--- Information supplied Enclosed Below ---

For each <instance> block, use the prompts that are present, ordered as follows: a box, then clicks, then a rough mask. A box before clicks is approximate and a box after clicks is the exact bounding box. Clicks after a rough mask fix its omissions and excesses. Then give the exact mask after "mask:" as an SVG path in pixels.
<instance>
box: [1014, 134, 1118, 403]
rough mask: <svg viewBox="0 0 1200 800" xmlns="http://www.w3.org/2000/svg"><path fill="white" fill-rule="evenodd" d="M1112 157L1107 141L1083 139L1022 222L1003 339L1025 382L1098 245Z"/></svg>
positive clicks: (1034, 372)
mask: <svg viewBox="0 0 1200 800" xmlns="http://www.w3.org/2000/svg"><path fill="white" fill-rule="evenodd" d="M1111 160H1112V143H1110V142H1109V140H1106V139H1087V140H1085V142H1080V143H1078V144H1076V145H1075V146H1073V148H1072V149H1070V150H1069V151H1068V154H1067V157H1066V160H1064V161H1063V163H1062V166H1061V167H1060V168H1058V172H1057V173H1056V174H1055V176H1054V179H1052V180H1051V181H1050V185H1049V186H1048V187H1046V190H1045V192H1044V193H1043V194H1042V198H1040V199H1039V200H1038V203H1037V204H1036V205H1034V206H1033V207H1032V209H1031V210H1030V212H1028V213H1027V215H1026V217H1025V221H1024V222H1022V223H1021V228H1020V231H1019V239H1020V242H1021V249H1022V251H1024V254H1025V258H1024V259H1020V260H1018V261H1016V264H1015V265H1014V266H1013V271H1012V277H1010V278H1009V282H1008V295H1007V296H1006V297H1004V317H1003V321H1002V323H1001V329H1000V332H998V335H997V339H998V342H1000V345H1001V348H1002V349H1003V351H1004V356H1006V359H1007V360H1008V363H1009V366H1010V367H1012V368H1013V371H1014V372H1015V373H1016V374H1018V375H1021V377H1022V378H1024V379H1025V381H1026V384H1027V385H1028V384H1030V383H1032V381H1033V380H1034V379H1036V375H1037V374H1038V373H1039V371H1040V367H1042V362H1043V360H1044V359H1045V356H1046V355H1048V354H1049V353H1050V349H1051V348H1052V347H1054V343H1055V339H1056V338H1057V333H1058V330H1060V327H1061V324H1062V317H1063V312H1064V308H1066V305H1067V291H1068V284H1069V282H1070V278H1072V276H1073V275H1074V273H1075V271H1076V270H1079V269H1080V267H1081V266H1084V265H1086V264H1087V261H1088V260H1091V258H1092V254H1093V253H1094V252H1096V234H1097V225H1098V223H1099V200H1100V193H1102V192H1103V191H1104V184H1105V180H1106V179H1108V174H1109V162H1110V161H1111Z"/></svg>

--- End of Enclosed Information supplied ---

* **Task item**
Transcribe the listing above line for line, from the first line to the line containing "box: [1014, 134, 1118, 403]", inclusive, with no other lines.

* **Your solution**
For each <instance> block, use the prompts that are present, ordered as follows: a box, then clicks, then a rough mask. A box before clicks is approximate and a box after clicks is the exact bounding box. Clicks after a rough mask fix its omissions and excesses. Then give the exact mask after "mask:" as an SVG path in pixels.
<instance>
box: [1014, 134, 1118, 403]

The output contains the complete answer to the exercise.